Problem description: Could you rewrite the records below, starting at the line containing "the torii top" and running through the last record, with the requests kept as they are? Multiply each point coordinate in the answers (not the sample format in the requests) by 2.3 and round to the nearest whole number, with halves going up.

Listing:
++++++++++++++++++++
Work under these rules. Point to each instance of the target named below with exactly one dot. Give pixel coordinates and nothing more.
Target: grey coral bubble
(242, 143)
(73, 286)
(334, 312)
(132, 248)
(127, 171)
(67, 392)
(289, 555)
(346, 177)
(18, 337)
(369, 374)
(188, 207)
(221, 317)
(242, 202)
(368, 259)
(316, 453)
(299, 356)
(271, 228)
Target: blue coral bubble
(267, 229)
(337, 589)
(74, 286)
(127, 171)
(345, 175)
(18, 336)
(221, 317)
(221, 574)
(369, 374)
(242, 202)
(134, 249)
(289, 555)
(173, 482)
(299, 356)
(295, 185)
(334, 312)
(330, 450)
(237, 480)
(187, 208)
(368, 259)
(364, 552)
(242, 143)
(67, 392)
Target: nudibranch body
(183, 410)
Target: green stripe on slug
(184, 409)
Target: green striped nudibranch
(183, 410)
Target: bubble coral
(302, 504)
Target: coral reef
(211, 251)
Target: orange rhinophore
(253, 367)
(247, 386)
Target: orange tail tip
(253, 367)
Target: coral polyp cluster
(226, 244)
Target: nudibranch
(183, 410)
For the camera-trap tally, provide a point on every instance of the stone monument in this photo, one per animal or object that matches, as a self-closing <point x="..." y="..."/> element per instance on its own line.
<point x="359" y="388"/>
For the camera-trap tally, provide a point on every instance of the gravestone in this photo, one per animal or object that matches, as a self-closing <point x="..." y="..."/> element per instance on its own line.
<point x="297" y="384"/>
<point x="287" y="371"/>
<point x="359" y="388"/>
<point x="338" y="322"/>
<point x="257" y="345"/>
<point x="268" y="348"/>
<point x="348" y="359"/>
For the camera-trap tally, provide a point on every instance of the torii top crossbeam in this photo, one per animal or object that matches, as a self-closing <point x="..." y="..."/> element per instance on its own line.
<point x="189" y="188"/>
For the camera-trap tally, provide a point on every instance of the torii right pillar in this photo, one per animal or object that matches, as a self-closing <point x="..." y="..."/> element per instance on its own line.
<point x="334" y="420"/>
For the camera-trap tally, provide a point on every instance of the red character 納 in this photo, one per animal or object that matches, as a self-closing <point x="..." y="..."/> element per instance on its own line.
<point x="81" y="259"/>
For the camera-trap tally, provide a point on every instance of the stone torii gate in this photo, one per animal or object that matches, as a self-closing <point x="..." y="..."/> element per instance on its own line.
++++++++++++++++++++
Answer to the exercise:
For the camera-trap tally, provide a point on every instance of the torii top crossbeam in this photo, one per animal or object that matches, as a self-closing <point x="..." y="..."/> element per instance on its own line.
<point x="435" y="432"/>
For the camera-trap tally, provide a point on every instance of the torii right pillar in this photo, one per animal or object that matches, as a self-closing <point x="..." y="..."/> element per instance on its own line.
<point x="768" y="966"/>
For the camera-trap tally, provide a point on every instance of the red character 納 in this photo, one per animal or object that matches, as a self-closing <point x="..." y="..."/> element per instance on its own line.
<point x="186" y="596"/>
For the camera-trap tally, provide a point on every instance of the stone torii gate in this photo, one per animal or object that matches, as a self-closing <point x="..." y="..."/> element per instance on its own line.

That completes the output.